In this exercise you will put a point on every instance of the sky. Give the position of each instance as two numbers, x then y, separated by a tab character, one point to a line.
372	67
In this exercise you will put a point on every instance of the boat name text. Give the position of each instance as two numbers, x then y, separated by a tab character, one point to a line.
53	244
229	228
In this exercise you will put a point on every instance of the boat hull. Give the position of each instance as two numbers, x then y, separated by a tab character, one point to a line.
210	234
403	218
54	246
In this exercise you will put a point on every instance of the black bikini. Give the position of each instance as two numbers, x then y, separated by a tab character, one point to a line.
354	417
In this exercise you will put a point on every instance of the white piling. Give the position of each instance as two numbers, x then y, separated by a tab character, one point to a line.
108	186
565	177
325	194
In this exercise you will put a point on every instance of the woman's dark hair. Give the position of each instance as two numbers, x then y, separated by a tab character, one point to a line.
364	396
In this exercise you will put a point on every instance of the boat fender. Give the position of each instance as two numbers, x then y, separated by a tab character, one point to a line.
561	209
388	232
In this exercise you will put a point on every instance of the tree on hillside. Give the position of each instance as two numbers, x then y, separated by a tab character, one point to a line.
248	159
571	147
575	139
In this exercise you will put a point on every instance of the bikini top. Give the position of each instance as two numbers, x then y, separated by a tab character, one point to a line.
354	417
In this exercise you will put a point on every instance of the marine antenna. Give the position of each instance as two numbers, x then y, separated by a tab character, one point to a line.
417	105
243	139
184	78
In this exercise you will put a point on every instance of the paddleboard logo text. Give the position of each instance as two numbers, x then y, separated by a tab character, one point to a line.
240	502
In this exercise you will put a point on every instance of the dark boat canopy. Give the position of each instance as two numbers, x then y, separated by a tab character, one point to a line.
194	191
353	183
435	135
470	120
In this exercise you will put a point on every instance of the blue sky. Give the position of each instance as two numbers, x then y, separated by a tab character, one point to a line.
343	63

TASK ITEM = Transcribe all of the material above with complete accuracy.

TASK SOLUTION =
In this exercise you will put a point on every instance of the sky. Give the position of each instance as two numbers, x then y, separated by a tab character, one point to a line.
372	67
In this exercise you will put a point on every instance of the boat name text. Give the position of each instance as two numbers, x then y, separated by a tab character, one point to a line.
53	244
229	228
In this exercise you will put a point on every instance of the boat hull. Give the position of each instance as two numbers, x then y, separated by a tab character, one point to a line.
210	234
403	218
54	246
In this exercise you will put a point on every instance of the black bikini. Give the position of each instance as two numbers, x then y, separated by a tab character, one point to a line.
354	417
In this exercise you will put a point on every instance of the white piling. Give the position of each instance as two numbers, x then y, separated by a tab character, one point to a line.
108	186
565	177
325	194
In this exercise you will put a point on every instance of the woman's dark hair. Give the position of each instance as two numbers, x then y, separated by a tab character, one point to a line.
364	396
In this exercise you will put a point on every instance of the boat fender. Give the position of each instance as two numbers, x then y, separated by a tab character, one point to a line.
561	209
388	232
In this exercise you will put a point on every instance of the tree on hillside. Give the position of each instance as two numbers, x then y, separated by a tab character, one point to a line.
248	159
571	147
575	139
In this exercise you will put a point on every instance of the bikini top. Give the position of each instance as two numbers, x then y, separated by a tab character, one point to a line.
354	417
In this exercise you will put a point on every instance of the marine antenna. Give the position of each instance as two numbers, x then y, separated by a tab character, one point to a line.
417	105
243	139
184	78
In this exercise you will put a point on every instance of the paddleboard logo text. Give the position of each instance as two numbers, x then y, separated by a tab character, one point to a line.
240	502
In this exercise you will put a point on every instance of the dark boat canopy. Give the position of each instance as two numbers, x then y, separated by a tab character, one point to a line.
194	191
353	183
435	135
470	120
In this exercise you will put a point on every instance of the blue sky. Give the position of each instance as two numbers, x then y, separated by a tab character, one point to a line.
343	63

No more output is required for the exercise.